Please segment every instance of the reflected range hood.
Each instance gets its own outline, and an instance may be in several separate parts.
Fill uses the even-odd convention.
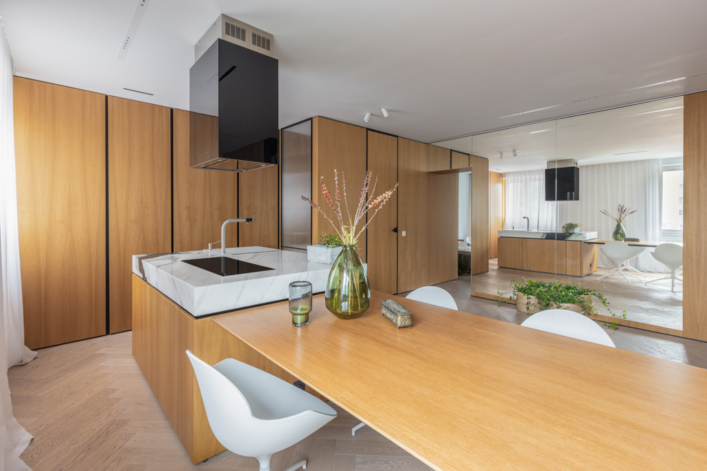
[[[546,201],[579,201],[579,167],[574,159],[551,160],[545,169]]]
[[[221,15],[189,70],[189,167],[247,172],[278,163],[272,35]]]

■ Exercise goal: Using the material above, retype each entry exactly and omit the pictures.

■ The response:
Please segment every instance of the reflected range hood.
Each instance gets its own outline, and an instance may be in several separate parts.
Fill uses the even-odd convention.
[[[546,201],[579,201],[579,167],[574,159],[551,160],[545,169]]]
[[[221,15],[189,70],[189,167],[247,172],[278,163],[272,35]]]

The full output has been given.